WORK INSTRUCTIONS>
Return every line of the data below, exactly.

*** Block opens ***

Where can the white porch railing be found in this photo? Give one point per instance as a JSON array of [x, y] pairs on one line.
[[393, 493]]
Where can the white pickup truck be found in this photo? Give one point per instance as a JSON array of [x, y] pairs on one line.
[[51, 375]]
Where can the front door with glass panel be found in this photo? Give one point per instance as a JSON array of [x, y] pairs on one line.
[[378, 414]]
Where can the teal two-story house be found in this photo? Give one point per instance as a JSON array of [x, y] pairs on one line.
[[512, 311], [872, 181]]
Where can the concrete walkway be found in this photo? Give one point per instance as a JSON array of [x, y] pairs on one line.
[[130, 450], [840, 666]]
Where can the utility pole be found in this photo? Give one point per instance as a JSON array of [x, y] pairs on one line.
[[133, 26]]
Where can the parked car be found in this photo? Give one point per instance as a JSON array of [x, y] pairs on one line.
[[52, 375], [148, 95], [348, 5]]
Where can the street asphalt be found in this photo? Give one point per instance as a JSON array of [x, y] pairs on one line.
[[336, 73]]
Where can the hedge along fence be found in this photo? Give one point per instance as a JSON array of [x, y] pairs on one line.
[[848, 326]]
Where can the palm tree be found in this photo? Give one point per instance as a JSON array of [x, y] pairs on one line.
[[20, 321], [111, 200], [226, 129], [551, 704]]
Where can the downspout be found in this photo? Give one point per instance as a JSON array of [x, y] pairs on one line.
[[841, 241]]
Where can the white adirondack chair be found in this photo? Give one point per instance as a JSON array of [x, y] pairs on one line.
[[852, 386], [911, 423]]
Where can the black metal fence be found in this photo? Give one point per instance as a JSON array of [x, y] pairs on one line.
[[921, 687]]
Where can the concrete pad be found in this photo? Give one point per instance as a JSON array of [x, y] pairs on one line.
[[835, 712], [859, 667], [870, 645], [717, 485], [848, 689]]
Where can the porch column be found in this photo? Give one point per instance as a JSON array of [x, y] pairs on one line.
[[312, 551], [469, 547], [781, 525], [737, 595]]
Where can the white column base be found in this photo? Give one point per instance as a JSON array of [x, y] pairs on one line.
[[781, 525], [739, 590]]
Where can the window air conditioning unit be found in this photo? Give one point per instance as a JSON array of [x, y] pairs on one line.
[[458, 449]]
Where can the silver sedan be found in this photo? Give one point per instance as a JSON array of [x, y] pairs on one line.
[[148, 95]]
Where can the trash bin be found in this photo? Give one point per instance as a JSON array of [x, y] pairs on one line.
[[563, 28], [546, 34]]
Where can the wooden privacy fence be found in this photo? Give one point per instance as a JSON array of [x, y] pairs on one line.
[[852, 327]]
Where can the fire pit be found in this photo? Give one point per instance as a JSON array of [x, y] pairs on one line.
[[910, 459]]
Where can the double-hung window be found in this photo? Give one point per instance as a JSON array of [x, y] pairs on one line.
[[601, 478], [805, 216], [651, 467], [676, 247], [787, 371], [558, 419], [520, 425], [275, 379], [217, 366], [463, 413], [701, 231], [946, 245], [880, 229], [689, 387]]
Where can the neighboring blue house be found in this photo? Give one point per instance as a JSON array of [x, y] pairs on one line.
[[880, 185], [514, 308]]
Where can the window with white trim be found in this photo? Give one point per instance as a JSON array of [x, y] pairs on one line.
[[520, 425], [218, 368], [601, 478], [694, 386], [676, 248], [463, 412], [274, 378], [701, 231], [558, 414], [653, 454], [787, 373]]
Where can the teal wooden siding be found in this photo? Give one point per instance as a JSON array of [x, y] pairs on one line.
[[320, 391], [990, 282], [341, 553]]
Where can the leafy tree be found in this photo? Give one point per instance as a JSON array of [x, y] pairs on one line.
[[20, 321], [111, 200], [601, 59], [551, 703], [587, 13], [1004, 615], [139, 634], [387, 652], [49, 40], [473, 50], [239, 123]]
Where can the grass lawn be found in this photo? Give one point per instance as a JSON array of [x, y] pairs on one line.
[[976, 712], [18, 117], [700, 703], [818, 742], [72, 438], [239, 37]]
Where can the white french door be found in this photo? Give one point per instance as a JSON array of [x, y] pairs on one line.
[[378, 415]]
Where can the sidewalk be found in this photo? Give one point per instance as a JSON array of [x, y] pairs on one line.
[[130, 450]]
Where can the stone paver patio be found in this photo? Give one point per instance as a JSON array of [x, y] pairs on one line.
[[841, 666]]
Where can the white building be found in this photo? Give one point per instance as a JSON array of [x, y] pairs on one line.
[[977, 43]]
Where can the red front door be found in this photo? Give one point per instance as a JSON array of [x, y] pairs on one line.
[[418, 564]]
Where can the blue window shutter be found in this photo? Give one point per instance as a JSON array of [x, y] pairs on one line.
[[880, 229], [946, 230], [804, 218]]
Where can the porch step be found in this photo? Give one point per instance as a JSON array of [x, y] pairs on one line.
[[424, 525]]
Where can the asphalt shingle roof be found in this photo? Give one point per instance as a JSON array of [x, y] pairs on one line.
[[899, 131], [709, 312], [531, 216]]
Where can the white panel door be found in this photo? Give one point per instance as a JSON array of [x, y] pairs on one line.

*** Block closes ***

ANSWER SPACE>
Where can the white porch railing be found in this photo? Give one point per instance as a JSON array of [x, y] pairs on one line.
[[393, 493]]
Where can the white pickup truck be found in this photo? Give one point per instance as a JSON array of [x, y] pairs on one line.
[[51, 375]]
Where can the front door with glass panel be found in this photo? Give one point per instance as a JSON array of [x, y] pairs on one line.
[[378, 414]]
Where can the teal two-story house be found in this photo? Give one point per instance as a JSON array of [x, y] pairs on one line.
[[512, 311], [872, 181]]
Where can the concrete walkway be found in this photo? Give one point per instance as a JSON array of [x, y] pairs on one line.
[[130, 450], [840, 666]]
Where can the utility pole be found in this photo? Give one point per instance as a JSON array of [x, y] pairs on one line.
[[133, 26]]
Where can the parked car be found in this photo? Give one point per instance as a JSON array of [x, y] pairs on one line.
[[52, 375], [148, 95], [348, 5]]
Where can the street asphalt be found in this photo? Give one point per instance as a JSON array of [x, y] pairs on one line.
[[336, 73]]
Where can the hedge along fence be found in this photo? Give one point per instance as a JSON array of [x, y] pairs on one line.
[[848, 326]]
Where can the palm tree be found in this photo? Give one point per instance as a JSON array of [x, y] pairs on one line.
[[20, 321], [111, 200], [226, 129], [551, 704]]
Where can the downspout be found in this photo? Give one point per instance as a JSON array of [x, y] pairs on one line.
[[841, 241]]
Where can the white adirondack chair be found in this photo? Give one point per instance as a JSON array of [x, y] pairs on one line.
[[852, 386], [911, 423]]
Where can the black metal fence be found in this photo? Give one point per instance as a JSON array of [x, y] pairs on one line.
[[921, 687]]
Where can the concrete pad be found in this photo? Give one point per instance as a JSON array of [x, y] pairs on one line.
[[835, 712], [859, 667], [870, 645], [717, 485], [848, 689]]
Where can the porch column be found in this photo? Give one point per instance as a JSON array of [x, y] pairs on one line.
[[312, 551], [469, 547], [781, 525], [737, 595]]
Where can the white column base be found in this photo? Give one point per instance as a JSON array of [x, y] pairs on one line.
[[781, 525], [739, 590]]
Where can the window air conditioning unit be found in this photo? Give one point per instance as a JSON array of [x, y] pairs on one line.
[[458, 449]]
Where can the silver sedan be found in this photo? Give one point per instance as a JSON array of [x, y] pairs on one line.
[[148, 95]]
Where can the trash bin be found in this photo? Give one point per instance as a JSON array of [x, y] pairs on one line.
[[563, 28], [546, 34]]
Where can the wooden privacy fence be found in this photo? Give one point per instance as a JSON array of [x, y] pairs on one line.
[[852, 327]]
Where can the fire pit be found in this photo? Give one point per instance as a JSON array of [x, y] pairs on one line.
[[910, 459]]
Where can the double-hung window be found in this photo? Give one point per instance as a JSON array of [x, y] pairs on one line.
[[601, 478], [805, 216], [651, 467], [676, 247], [787, 371], [558, 419], [520, 425], [275, 379], [217, 366], [463, 413], [701, 231], [946, 245], [880, 229], [689, 387]]
Where can the neighboring blue house be found in this photo? Give one point per instance as a JSON array of [x, y] pairs on one line.
[[880, 185], [514, 308]]
Where can the window with white trim be found in this photo? Give one point per instance as a JSON array of [x, y] pairs on one line.
[[520, 425], [218, 368], [601, 478], [694, 386], [676, 248], [463, 412], [274, 378], [701, 231], [558, 414], [653, 454], [787, 373]]
Where can the teal wooden siding be found in this photo? Give one point per instance as a JSON array of [x, y] pairs on one line.
[[320, 391], [990, 282], [341, 553]]
Where can the leafy tree be found in this photo? Give one point per instance as a JSON array of [x, y] pairs on one line.
[[20, 321], [111, 200], [601, 59], [551, 703], [587, 13], [1004, 615], [139, 634], [387, 652], [49, 40], [473, 50], [239, 123]]
Where can the grass lawn be found in this photo? Give one point per instance as a JSON array of [x, y] pairs on one line.
[[976, 712], [18, 117], [700, 703], [818, 742], [72, 438], [239, 37]]
Where can the white french door be found in this photo? Give one point per instance as a JSON array of [x, y] pairs on one line.
[[378, 415]]
Where can the sidewalk be found in this photo? Give one point per instance as a JSON array of [x, y] pairs on one line.
[[130, 450]]
Where can the stone paver patio be found in this photo? Give one point per instance as a JSON array of [x, y] pairs on one line.
[[841, 666]]
Where can the white building be found in this photo? Give one point per instance as a JSON array of [x, y] pairs on one line.
[[977, 43]]
Where can the red front door be found in this photo? Give one point per instance as a JSON array of [x, y] pairs on one line.
[[418, 564]]
Where can the blue window shutter be found in this photo? Give one point per instance as a JSON array of [x, y] pairs on one line.
[[880, 229], [946, 230], [804, 218]]
Where can the porch step be found in this photo? Give one point per instance as a JSON array of [x, y] pairs on one line.
[[424, 525]]
Where can the asphalt shingle roof be found in this photo? Give one point per instance as a JSON array of [x, y] pairs on one line.
[[899, 131], [709, 312], [531, 216]]
Where can the white panel door be found in this photo? Give one point per instance as a JSON array of [x, y] pairs on one line.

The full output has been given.